> [Objectif A] Selon l'extrait du document, combien de participants l'enquête menée entre février et mai 2025 a-t-elle compté ?
> [Objectif B] Traduisez en anglais, s'il vous plaît, cette phrase de l'extrait du document : « Cette composition a été choisie afin de recueillir des positions qui se veulent représentatives des différentes réalités de l’écosystème de l’alternance. »

> [Extrait du document]
——————

Le volet qualitatif de cette étude a pour but principal de compléter les données qualitatives recoltées, en récoltant les représentations de l'écosystème pour identifier les convergences et tensions qui le traversent.
Menée entre février et mai 2025 cette enquête a compté 20 participants anonymes, consultés lors d'entretiens d'environ deux heures menés à l'aide d'un guide semi-directif structuré en 7 catégories :
Image et définition de l’alternance en enseignement supérieur
Procédure d’habilitation
Conception de programme
Évaluation de la qualité des programmes
Évaluation des apprentissages
Valorisation : incitants et indemnités
Encadrement des étudiants
Cette composition a été choisie afin de recueillir des positions qui se veulent représentatives des différentes réalités de l’écosystème de l’alternance.
L'échantillon a été constitué en assurant une représentation équilibrée selon differents paramètres :
Parties prenantes de l'alternance du supérieur en FW-B (enseignement supérieur, milieu professionnel, cabinets politiques ou d'administration).
Milieux d'appartenance (réseaux d'enseignement, secteurs, institutions)
Rôles et niveau d'implication : personnes directement concernées (étudiants, tuteurs, encadrants, enseignants, porteurs de programmes), personnes qui occupent des rôles d’encadrement et d’administration (secrétariats sociaux, services d’administration) et personnes aux rôles plus décisionnels (cabinet ministériel, fédérations professionnelles, gouvernance au sein de l’enseignement supérieur…).

——————

> [Lignes affichées]
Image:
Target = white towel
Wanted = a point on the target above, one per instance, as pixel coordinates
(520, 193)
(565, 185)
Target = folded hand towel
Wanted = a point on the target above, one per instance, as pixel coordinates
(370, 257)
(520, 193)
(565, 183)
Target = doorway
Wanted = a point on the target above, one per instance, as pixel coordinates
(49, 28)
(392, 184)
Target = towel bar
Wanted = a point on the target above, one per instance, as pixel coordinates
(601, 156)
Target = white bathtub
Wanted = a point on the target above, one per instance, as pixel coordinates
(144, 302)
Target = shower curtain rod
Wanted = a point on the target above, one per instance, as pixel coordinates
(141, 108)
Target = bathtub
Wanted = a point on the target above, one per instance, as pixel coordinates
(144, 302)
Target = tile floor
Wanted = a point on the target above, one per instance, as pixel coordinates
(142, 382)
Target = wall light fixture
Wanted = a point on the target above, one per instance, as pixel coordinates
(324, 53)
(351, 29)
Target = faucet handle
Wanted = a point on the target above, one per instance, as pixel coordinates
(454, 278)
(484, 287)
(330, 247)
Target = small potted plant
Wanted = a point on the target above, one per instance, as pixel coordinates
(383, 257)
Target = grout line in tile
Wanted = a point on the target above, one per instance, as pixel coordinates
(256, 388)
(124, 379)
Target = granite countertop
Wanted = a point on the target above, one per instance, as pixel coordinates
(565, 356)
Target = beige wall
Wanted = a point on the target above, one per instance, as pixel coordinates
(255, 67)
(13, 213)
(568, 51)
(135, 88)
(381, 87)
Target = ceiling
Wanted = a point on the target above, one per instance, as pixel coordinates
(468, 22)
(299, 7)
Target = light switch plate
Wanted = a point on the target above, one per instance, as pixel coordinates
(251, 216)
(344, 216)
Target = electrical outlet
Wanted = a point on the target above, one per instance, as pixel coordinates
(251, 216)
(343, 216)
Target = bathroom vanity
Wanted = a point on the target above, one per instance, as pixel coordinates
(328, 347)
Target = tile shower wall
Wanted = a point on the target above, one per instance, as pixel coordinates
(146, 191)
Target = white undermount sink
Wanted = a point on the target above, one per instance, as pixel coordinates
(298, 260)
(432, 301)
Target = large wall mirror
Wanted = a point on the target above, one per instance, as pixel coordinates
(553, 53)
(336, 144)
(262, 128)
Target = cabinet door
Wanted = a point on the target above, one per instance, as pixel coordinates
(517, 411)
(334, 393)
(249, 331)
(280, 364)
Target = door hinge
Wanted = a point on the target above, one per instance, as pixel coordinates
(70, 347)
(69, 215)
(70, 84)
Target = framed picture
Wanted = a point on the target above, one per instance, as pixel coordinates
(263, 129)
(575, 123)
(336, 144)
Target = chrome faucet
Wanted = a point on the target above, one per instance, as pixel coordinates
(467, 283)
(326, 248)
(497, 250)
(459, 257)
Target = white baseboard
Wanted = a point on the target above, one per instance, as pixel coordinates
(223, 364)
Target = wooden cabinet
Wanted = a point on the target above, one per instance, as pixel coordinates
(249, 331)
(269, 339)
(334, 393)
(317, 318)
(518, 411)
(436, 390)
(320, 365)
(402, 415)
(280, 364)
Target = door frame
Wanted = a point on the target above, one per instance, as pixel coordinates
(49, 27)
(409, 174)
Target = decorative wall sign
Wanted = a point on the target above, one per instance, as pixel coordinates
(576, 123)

——————

> [Résultat A] 20 participants anonymes.

> [Résultat B] This composition was chosen in order to gather positions intended to be representative of the different realities of the work-study ecosystem.